Leave out the images and transcribe the entries below word for word.

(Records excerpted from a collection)

::::

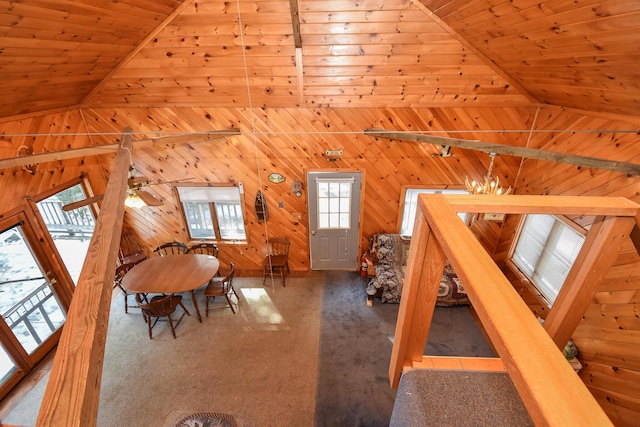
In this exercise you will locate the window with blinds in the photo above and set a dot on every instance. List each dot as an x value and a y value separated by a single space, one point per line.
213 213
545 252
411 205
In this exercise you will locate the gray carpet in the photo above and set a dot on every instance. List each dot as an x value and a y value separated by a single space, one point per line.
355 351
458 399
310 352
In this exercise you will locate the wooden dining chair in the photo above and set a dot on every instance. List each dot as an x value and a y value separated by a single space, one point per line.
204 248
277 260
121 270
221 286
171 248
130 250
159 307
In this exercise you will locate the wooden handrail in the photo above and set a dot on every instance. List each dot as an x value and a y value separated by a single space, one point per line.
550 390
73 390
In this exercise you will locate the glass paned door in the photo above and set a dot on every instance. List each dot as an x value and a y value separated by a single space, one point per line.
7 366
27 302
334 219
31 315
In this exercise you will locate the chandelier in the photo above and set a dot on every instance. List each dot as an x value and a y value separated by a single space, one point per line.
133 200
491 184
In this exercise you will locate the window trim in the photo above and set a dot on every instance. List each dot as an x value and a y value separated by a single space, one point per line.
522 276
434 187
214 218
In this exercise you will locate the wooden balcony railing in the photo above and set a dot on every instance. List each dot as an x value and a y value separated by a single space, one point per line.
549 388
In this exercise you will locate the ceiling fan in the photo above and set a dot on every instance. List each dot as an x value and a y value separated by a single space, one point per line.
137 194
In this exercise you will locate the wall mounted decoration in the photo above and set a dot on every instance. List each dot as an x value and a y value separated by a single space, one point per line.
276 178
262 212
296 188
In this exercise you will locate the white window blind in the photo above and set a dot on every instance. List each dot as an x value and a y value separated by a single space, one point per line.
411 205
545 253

::::

TASK ANSWER.
In this exercise you will locate the window with blinds in the photo above and set a dot on every instance. List each dot as an x value and a y value separated by a single space, one point per line.
213 213
545 252
411 205
In this exercise you will locate the gray carpet in the photo above and set a dot on every instance. List each dot as an x value and a y value separated by a single space, one point per line.
355 351
458 399
310 352
In this exercise you will locate the wooden dining chair in the photo above and set a dot on every instance. List each dot as an x value and a y value separated by a single space, one point per line.
204 248
277 260
121 270
221 286
171 248
130 250
159 307
In this exercise you will locate the wooden handrail in the photo above and set a dot on every instance. List each dot as an x value and a y value separated by a single space, one point per line.
550 390
73 390
In this exercise you will locate the glass paned door in the photo above and set a dot on every instance. List each dot as an x value and a y value separated by a single space, one point per line.
7 366
27 302
334 219
31 315
In this exercise you will locate the chandelier in the photo above and set a dot on every instance. List each dot as an x value and a y value separated by a single space, one point per line.
133 200
491 184
In this exercise you will locate the window trim in the photo above and set a dot on every instance. List each dot as an x value and a y value separated by a single space, one point per line.
522 276
434 187
214 218
In this exercise you will locate the wooden balcony railing in the photo above and set a dot on every instance. List each dot as an x value and a y value separated by a single space, one point per line.
549 388
In this exercise you will locate the ceiling fan in the photo above and set a dot on every instance. List each dot as an x value and a y value separated by a single space, one point per line.
137 194
In this exercise you will locate the wall mounted decoration in the photo above and set a dot on every instance. List each dot as an x value and a y value separated by a single space, one point per line.
276 178
262 212
296 188
In this exercise you will locate the white window blind in the photo above and set a dot on every instance. List each dot as an x value and a y value separated by a single space, one point per line.
411 205
545 253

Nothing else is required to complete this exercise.